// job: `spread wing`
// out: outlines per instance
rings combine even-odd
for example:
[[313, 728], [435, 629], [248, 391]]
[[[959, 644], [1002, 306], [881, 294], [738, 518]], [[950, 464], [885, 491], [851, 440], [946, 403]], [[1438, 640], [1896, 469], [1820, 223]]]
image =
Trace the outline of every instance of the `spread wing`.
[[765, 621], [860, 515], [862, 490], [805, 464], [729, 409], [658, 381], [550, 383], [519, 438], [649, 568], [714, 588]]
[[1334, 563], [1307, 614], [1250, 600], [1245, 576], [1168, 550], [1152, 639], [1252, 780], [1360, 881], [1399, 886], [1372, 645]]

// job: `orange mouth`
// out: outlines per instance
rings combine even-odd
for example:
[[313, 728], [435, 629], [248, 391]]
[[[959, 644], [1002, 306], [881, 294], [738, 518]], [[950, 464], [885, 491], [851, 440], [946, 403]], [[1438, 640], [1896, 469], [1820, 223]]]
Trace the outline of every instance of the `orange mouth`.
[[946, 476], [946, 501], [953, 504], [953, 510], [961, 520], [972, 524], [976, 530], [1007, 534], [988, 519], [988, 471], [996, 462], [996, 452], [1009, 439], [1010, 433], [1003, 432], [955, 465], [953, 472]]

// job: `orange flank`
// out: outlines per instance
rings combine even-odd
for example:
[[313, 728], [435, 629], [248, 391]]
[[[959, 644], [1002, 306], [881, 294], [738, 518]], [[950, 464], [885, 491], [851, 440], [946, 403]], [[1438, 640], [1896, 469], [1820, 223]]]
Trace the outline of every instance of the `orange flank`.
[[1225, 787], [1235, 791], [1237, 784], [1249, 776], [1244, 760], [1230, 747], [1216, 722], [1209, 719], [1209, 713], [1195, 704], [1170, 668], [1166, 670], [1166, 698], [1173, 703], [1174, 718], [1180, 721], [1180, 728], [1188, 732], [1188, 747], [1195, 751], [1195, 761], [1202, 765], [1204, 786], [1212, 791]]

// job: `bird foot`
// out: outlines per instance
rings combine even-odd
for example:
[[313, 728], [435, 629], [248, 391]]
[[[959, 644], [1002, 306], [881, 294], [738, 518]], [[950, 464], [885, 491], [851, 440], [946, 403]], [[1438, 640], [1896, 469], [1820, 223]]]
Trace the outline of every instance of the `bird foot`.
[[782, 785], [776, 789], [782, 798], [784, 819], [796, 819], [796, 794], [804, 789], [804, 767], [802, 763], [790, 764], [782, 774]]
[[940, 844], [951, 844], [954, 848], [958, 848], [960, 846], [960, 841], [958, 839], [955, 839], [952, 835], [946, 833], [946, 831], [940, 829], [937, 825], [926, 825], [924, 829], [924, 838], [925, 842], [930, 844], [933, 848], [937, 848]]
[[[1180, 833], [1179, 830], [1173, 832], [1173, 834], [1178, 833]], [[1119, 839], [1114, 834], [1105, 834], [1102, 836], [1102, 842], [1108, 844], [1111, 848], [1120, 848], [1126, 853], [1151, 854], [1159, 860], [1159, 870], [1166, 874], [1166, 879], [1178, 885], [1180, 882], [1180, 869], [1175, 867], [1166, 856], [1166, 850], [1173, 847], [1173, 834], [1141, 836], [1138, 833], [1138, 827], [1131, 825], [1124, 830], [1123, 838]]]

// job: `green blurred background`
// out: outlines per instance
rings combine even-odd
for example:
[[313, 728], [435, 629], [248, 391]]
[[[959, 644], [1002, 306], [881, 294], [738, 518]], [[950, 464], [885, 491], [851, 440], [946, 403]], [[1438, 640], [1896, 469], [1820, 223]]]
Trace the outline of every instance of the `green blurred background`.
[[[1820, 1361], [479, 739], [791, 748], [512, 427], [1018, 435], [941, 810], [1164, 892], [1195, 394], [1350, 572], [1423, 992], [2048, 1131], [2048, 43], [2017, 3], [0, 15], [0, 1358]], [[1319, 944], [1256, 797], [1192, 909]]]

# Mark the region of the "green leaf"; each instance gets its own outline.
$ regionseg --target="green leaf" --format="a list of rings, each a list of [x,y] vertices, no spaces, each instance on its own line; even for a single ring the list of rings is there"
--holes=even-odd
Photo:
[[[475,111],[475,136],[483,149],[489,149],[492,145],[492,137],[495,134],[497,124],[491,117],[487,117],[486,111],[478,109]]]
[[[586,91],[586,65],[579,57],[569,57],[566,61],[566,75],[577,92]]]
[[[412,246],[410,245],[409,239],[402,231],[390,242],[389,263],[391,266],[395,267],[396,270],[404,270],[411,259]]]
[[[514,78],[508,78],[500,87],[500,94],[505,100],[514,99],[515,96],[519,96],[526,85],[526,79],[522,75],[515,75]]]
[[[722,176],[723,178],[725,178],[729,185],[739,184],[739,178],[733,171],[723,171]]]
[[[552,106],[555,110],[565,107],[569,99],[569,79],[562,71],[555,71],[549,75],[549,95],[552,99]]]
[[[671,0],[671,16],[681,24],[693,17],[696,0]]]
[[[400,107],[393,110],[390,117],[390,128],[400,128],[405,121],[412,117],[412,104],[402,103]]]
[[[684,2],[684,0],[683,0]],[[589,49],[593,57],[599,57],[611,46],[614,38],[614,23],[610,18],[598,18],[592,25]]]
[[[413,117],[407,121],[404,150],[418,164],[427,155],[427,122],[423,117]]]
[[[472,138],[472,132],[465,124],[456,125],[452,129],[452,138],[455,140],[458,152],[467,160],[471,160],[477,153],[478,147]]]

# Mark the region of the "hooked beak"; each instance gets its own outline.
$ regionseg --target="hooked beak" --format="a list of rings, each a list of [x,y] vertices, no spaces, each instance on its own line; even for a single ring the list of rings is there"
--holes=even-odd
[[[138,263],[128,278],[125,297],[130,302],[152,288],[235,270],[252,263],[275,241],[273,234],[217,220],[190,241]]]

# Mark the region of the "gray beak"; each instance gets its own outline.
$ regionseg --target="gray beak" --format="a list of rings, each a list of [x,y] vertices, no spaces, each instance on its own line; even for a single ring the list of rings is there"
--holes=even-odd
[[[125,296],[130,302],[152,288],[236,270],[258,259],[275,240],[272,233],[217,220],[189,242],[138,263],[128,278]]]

+---+

_Task to complete_.
Reproduce the listing above verbatim, from first line to last.

_Answer to this task_.
// job: `spread wing`
// out: outlines per instance
rings combine even-odd
for example:
[[313, 728], [435, 629], [248, 391]]
[[[959, 644], [1002, 306], [881, 294], [738, 518]], [[950, 464], [885, 491], [851, 440], [946, 403]], [[1438, 640], [1896, 469], [1820, 223]]]
image =
Trace the outline of every instance of the `spread wing`.
[[765, 621], [860, 515], [862, 490], [805, 464], [729, 409], [658, 381], [550, 383], [519, 438], [649, 568], [714, 588]]
[[1334, 563], [1307, 614], [1250, 600], [1245, 576], [1168, 550], [1152, 639], [1252, 780], [1360, 881], [1399, 886], [1372, 645]]

// job: `orange mouth`
// out: outlines per instance
rings combine even-odd
for example:
[[313, 728], [435, 629], [248, 391]]
[[[959, 644], [1002, 306], [881, 294], [738, 518]], [[950, 464], [885, 491], [851, 440], [946, 403]], [[1438, 640], [1896, 469], [1820, 223]]]
Trace the outline of every instance of the `orange mouth`.
[[946, 476], [946, 501], [953, 504], [953, 510], [961, 520], [972, 524], [976, 530], [1007, 534], [988, 519], [988, 471], [996, 462], [996, 452], [1009, 439], [1010, 433], [1003, 432], [955, 465], [953, 472]]

// job: `orange flank`
// out: outlines per instance
rings combine even-odd
for example:
[[313, 728], [435, 629], [248, 391]]
[[[959, 644], [1002, 306], [881, 294], [738, 518]], [[950, 464], [885, 491], [851, 440], [946, 403]], [[1438, 640], [1896, 469], [1820, 223]]]
Trace the outline of every instance of the `orange flank`.
[[1225, 787], [1235, 791], [1237, 784], [1249, 776], [1244, 760], [1230, 747], [1216, 722], [1209, 719], [1209, 713], [1195, 704], [1170, 668], [1166, 670], [1166, 698], [1173, 703], [1174, 718], [1180, 721], [1180, 728], [1188, 732], [1188, 747], [1195, 751], [1195, 761], [1202, 765], [1204, 786], [1212, 791]]

// job: `bird foot`
// out: outlines per instance
rings combine even-odd
for example:
[[313, 728], [435, 629], [248, 391]]
[[[959, 644], [1002, 306], [881, 294], [738, 518]], [[950, 464], [885, 491], [851, 440], [946, 403]], [[1438, 640], [1896, 469], [1820, 223]]]
Trace the outline of every instance of the `bird foot`.
[[782, 785], [776, 789], [782, 798], [784, 819], [796, 819], [796, 794], [804, 789], [804, 767], [802, 763], [790, 764], [782, 774]]
[[940, 844], [951, 844], [954, 848], [958, 848], [960, 846], [960, 841], [958, 839], [955, 839], [952, 835], [946, 833], [946, 831], [940, 829], [937, 825], [926, 825], [924, 829], [924, 838], [925, 842], [930, 844], [933, 848], [937, 848]]
[[[1180, 833], [1179, 830], [1173, 832], [1173, 834], [1178, 833]], [[1119, 839], [1114, 834], [1105, 834], [1102, 836], [1102, 842], [1108, 844], [1111, 848], [1120, 848], [1126, 853], [1151, 854], [1159, 860], [1159, 870], [1166, 874], [1166, 879], [1178, 885], [1180, 882], [1180, 869], [1175, 867], [1166, 856], [1166, 850], [1173, 847], [1173, 834], [1141, 836], [1138, 833], [1138, 827], [1131, 825], [1124, 830], [1123, 838]]]

// job: `green blurred background`
// out: outlines per instance
rings combine even-odd
for example:
[[313, 728], [435, 629], [248, 391]]
[[[959, 644], [1002, 306], [881, 294], [738, 518]], [[950, 464], [885, 491], [851, 440], [946, 403]], [[1438, 640], [1896, 469], [1820, 223]]]
Trace the outline of every instance of the `green blurred background`.
[[[1820, 1361], [479, 739], [791, 748], [512, 427], [1018, 435], [941, 810], [1164, 892], [1195, 394], [1350, 572], [1423, 992], [2048, 1131], [2048, 43], [2017, 3], [0, 15], [0, 1358]], [[1319, 944], [1256, 797], [1192, 909]]]

# Mark the region of the "green leaf"; each instance gets its own outline.
$ regionseg --target="green leaf" --format="a list of rings, each a list of [x,y] vertices, no spaces, each instance on its own line; even for a single ring the list of rings is there"
--holes=even-odd
Photo:
[[[475,111],[475,136],[483,149],[489,149],[492,145],[492,137],[495,134],[497,124],[491,117],[487,117],[486,111],[478,109]]]
[[[586,91],[586,65],[579,57],[569,57],[566,61],[566,75],[577,92]]]
[[[412,246],[410,245],[409,239],[402,231],[390,242],[389,263],[391,266],[395,267],[396,270],[404,270],[411,259]]]
[[[514,78],[508,78],[500,87],[500,94],[505,100],[514,99],[515,96],[519,96],[526,85],[526,79],[522,75],[515,75]]]
[[[722,176],[723,178],[725,178],[729,185],[739,184],[739,178],[733,171],[723,171]]]
[[[552,106],[555,110],[565,107],[569,99],[569,79],[562,71],[555,71],[549,75],[549,95],[552,99]]]
[[[671,0],[671,16],[681,24],[693,17],[696,0]]]
[[[400,107],[393,110],[390,117],[390,128],[400,128],[405,121],[412,117],[412,104],[402,103]]]
[[[684,2],[684,0],[683,0]],[[589,49],[593,57],[599,57],[611,46],[614,38],[614,23],[610,18],[598,18],[592,25]]]
[[[413,117],[407,121],[404,150],[418,164],[427,155],[427,122],[423,117]]]
[[[472,138],[472,132],[465,124],[456,125],[452,129],[452,138],[455,140],[458,152],[467,160],[471,160],[477,153],[478,147]]]

# Mark the region of the "hooked beak"; each instance gets its own outline.
$ regionseg --target="hooked beak" --format="a list of rings, each a list of [x,y] vertices, no spaces, each instance on its own line; even for a single ring the list of rings is there"
--holes=even-odd
[[[138,263],[128,278],[125,297],[130,302],[152,288],[235,270],[252,263],[275,241],[273,234],[217,220],[190,241]]]

# Mark the region of the "gray beak"; each instance gets its own outline.
$ regionseg --target="gray beak" --format="a list of rings, each a list of [x,y] vertices, no spaces, each instance on its own line; even for a single ring the list of rings is there"
--holes=even-odd
[[[125,296],[130,302],[152,288],[236,270],[258,259],[275,240],[272,233],[217,220],[189,242],[138,263],[128,278]]]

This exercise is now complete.